• _What to do_
The lines to repeat run from the one containing "Query: tall dark fir tree" through the last line of the records below; repeat them exactly and give nothing more.

• _Task inputs_
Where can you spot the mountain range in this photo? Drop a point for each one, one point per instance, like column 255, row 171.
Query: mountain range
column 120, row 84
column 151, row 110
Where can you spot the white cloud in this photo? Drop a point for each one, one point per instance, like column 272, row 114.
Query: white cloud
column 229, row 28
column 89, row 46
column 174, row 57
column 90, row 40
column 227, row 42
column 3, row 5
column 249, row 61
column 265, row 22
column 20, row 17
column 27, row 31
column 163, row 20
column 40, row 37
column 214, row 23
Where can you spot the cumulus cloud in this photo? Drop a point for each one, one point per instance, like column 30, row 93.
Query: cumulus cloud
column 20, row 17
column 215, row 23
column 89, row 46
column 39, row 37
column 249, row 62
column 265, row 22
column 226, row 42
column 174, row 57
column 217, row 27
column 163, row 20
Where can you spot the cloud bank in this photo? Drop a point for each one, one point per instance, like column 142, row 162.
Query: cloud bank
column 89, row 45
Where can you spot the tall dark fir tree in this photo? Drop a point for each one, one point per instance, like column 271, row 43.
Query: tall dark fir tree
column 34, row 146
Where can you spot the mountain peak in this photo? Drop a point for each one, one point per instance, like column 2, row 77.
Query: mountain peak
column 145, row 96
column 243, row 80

• _Your response_
Query: tall dark fir tree
column 34, row 146
Where can you spot the mountain peak in this photo? Drop a point for each one, one point per instance, like column 2, row 77.
Query: mountain peak
column 145, row 96
column 243, row 80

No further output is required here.